Exercise prompt: Please present all of the material below as a numbered list with no blank lines, and leave the pictures out.

[START Input rows]

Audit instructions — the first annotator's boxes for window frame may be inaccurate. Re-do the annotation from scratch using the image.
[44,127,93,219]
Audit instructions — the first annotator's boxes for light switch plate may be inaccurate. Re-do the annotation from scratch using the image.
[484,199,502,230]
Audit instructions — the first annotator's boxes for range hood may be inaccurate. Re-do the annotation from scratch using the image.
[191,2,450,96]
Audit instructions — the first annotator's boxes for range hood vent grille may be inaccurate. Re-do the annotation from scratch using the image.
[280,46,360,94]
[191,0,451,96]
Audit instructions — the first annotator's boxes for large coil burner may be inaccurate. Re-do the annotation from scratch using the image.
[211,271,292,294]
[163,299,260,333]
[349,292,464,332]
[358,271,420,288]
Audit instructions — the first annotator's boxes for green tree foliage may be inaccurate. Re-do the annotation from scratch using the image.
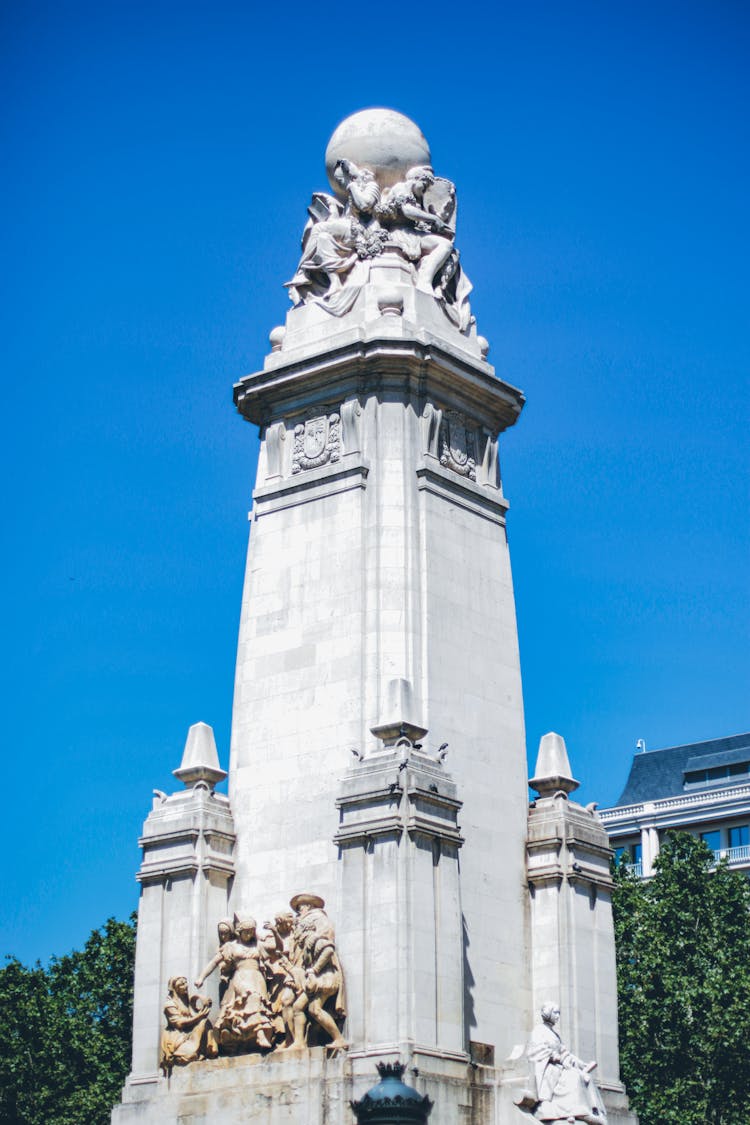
[613,833,750,1125]
[0,915,135,1125]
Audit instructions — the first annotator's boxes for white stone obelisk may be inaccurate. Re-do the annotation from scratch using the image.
[115,110,632,1125]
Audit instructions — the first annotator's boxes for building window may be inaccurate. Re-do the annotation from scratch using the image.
[615,844,642,863]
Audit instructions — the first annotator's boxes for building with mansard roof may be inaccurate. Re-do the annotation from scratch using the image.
[600,734,750,878]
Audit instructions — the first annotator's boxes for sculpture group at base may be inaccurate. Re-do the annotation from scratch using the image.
[287,160,472,332]
[160,893,349,1074]
[517,1001,607,1125]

[END Input rows]

Correct result:
1. Audit instructions — the first annotator's boxes for window frame may be inaccurate. Re-do the annotation from scratch using the image.
2. [44,127,93,219]
3. Audit instructions — the first annotator's boxes for light switch plate may be inaccurate. Re-do the annotation from scratch using the image.
4. [484,199,502,230]
5. Audit instructions — the first annotator's boxes for range hood may be inaccurate. Re-do the annotation from scratch using the image.
6. [191,2,450,96]
7. Audit instructions — the first annotator's boxes for range hood vent grille may be inaccurate. Re-do the annotation from scratch using the image.
8. [280,46,360,94]
9. [191,0,451,96]
10. Audit instructions — the first annotator's boxes for large coil burner may be inaccurate. Re-do the annotation from scratch using the image.
11. [211,271,292,294]
12. [163,299,260,333]
13. [349,292,464,332]
14. [358,271,420,288]
15. Audit instructions — the first annotator's boxes for green tree foliage may be inaccurate. Re-do the annotation from scratch using the image.
16. [613,833,750,1125]
17. [0,915,135,1125]
18. Audit instructions — the first annotator's boxes for white stone obelisk may be inaccurate. Re-do the annotation from scratch using the image.
19. [115,110,632,1125]
20. Audit instructions — the first annotator's boxes for building window may be inaccurate. Re-do the annotation from scratch using the image.
21. [615,844,642,863]
22. Audit instructions — the first annotator's boxes for building with mansard roof may be inaccurate. Re-do the annotation from scratch using the image.
23. [600,734,750,878]
24. Audit instructions — the first annotator's boxes for sculpture group at base may be inaccurate. Re-do the annotation from scratch using the image.
25. [287,160,472,332]
26. [160,893,349,1074]
27. [517,1001,607,1125]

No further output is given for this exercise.